### EXERCISE DETAILS
From the line that contains "target: white canopy tent" through the line that contains "target: zipper on polo shirt", output every line of the listing below exactly and leave out all the rest.
========================
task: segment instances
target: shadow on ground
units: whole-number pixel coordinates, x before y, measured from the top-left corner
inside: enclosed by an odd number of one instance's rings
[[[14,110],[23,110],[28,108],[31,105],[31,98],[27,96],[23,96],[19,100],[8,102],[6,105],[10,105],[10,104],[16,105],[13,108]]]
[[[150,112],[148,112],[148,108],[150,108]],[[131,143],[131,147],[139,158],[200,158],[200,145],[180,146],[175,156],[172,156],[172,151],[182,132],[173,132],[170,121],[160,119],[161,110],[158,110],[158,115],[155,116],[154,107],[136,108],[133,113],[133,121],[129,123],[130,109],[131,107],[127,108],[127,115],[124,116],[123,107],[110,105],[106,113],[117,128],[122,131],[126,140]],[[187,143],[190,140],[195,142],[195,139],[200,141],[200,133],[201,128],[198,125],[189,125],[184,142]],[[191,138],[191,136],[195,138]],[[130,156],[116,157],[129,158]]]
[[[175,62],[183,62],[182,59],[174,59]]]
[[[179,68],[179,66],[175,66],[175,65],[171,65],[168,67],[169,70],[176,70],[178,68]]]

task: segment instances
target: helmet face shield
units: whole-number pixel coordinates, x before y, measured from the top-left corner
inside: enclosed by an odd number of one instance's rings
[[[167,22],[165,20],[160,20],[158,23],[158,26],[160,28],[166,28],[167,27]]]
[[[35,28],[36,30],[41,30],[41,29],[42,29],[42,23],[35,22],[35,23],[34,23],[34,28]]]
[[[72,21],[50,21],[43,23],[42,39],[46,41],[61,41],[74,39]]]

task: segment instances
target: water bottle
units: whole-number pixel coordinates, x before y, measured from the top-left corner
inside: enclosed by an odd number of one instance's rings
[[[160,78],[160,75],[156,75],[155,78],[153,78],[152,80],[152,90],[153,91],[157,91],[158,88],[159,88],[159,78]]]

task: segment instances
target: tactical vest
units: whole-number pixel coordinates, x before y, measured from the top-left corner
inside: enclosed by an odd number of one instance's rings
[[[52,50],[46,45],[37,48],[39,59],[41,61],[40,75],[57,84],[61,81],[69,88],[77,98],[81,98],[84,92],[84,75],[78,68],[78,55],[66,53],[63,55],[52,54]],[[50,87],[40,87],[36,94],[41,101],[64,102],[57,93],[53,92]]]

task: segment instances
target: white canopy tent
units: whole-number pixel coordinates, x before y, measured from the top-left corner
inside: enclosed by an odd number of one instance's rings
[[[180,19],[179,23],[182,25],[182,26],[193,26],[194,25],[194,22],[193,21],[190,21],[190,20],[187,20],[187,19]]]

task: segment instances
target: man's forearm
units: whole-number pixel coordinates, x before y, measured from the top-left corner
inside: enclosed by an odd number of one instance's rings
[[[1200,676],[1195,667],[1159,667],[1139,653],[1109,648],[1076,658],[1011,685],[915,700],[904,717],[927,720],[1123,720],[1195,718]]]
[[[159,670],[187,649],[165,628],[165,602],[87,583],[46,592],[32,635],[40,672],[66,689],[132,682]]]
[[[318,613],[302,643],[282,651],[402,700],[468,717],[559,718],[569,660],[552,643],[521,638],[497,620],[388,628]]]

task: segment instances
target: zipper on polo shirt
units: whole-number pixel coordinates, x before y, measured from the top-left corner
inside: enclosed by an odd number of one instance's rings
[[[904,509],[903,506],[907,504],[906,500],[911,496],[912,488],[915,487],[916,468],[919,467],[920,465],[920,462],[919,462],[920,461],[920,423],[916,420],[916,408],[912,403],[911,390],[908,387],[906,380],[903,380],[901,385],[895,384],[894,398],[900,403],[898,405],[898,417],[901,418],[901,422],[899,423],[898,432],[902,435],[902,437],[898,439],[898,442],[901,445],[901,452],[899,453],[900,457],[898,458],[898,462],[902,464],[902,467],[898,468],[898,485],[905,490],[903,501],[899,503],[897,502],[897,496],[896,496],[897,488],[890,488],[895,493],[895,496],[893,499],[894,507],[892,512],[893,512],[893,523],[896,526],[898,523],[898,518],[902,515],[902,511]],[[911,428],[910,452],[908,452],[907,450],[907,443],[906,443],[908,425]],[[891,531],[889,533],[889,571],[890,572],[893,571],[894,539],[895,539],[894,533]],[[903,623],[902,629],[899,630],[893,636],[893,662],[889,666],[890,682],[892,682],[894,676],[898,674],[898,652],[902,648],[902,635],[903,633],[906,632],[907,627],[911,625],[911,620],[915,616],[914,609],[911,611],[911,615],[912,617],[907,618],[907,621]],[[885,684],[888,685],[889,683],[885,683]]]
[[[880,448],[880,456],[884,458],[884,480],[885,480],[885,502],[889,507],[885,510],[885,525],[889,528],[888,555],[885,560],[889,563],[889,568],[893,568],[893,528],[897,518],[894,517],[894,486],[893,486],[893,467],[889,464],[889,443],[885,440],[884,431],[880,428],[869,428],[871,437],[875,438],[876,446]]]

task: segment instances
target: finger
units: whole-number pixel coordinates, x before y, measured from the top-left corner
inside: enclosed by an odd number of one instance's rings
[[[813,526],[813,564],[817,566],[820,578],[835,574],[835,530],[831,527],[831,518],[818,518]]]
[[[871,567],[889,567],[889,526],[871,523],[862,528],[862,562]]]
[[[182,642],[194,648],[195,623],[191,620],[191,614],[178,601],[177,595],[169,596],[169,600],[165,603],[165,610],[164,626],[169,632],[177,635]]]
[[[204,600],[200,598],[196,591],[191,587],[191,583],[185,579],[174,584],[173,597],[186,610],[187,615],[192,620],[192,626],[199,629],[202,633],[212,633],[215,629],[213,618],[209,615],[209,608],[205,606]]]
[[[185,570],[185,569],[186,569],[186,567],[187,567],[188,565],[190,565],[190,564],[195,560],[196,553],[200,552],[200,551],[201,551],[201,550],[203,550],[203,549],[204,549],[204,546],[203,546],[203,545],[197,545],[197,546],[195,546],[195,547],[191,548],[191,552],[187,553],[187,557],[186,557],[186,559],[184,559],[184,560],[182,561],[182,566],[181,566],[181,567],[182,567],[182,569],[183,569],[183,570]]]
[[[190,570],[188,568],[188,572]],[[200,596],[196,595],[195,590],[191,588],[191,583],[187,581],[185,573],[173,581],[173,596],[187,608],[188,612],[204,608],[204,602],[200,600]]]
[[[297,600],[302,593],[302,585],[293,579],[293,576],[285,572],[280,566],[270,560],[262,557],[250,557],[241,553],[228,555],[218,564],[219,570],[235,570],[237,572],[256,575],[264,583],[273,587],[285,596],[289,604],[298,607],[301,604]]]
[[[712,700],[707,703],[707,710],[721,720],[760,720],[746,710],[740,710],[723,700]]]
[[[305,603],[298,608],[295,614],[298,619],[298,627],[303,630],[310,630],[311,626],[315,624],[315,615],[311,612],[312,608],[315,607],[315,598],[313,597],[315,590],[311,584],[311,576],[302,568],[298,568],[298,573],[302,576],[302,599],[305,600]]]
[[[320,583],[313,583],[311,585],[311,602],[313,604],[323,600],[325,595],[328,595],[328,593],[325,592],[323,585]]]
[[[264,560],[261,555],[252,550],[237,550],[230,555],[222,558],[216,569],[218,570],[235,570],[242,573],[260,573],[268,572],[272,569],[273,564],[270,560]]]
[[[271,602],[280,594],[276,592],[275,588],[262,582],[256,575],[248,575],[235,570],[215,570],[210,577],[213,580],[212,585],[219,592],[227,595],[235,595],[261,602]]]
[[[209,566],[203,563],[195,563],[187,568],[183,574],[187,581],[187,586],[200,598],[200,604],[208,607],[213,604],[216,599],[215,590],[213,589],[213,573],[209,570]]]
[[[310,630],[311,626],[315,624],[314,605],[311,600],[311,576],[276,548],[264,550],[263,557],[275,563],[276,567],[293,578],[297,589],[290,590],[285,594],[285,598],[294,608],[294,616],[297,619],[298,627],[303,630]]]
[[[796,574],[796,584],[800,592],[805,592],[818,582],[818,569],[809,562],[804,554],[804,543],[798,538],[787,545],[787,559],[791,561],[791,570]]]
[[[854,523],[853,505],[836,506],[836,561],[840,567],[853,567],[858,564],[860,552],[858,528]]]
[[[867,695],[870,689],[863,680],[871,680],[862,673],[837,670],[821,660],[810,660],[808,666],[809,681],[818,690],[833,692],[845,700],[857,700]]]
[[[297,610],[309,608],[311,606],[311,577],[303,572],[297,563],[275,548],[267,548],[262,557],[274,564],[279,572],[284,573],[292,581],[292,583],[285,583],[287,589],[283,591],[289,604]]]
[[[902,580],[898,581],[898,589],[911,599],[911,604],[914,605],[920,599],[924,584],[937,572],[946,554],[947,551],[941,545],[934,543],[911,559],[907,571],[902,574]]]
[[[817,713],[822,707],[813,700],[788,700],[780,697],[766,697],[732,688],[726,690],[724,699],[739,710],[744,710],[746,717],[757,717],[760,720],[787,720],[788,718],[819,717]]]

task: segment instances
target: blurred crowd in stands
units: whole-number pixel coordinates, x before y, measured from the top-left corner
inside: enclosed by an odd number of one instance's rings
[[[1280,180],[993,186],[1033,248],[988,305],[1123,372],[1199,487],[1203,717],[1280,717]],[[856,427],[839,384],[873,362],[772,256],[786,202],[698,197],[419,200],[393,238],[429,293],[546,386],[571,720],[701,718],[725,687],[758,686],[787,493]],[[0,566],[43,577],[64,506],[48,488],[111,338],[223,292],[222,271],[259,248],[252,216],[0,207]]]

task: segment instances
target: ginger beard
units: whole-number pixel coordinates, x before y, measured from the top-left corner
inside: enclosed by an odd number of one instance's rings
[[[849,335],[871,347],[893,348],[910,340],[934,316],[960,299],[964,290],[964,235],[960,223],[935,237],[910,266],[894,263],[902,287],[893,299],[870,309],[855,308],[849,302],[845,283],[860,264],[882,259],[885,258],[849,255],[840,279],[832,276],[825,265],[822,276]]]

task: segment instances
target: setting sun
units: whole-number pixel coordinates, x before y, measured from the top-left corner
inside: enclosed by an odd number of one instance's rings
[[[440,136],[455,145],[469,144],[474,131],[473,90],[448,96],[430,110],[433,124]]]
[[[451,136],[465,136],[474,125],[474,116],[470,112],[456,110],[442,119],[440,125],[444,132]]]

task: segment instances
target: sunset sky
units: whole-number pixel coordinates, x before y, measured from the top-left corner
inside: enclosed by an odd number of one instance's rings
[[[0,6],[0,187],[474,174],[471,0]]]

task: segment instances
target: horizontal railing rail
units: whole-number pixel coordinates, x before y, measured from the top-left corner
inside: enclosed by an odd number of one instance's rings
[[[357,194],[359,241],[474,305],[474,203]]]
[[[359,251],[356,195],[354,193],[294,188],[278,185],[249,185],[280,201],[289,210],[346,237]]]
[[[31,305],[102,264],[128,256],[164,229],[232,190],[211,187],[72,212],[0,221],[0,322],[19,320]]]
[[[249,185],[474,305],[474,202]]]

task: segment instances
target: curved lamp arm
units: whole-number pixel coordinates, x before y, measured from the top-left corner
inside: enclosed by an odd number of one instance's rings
========================
### ANSWER TO THE EXERCISE
target: white canopy tent
units: whole-number pixel coordinates, x before y, measured from the top-left corner
inside: enclosed by an odd number of one instance's rings
[[[180,19],[179,23],[182,25],[182,26],[193,26],[194,25],[194,22],[193,21],[190,21],[190,20],[187,20],[187,19]]]

task: segment instances
target: man's forearm
units: whole-number pixel coordinates, x before y, measured from the top-left corner
inside: enclosed by an odd number of one instance's rings
[[[1200,676],[1195,667],[1159,667],[1139,653],[1109,648],[1076,658],[1011,685],[915,700],[904,717],[927,720],[1123,720],[1195,718]]]
[[[159,670],[187,649],[165,628],[165,602],[87,583],[46,592],[32,635],[40,672],[66,689],[132,682]]]
[[[318,613],[302,643],[282,651],[402,700],[468,717],[559,718],[569,660],[552,643],[521,638],[497,620],[388,628]]]

task: segment instances
target: zipper on polo shirt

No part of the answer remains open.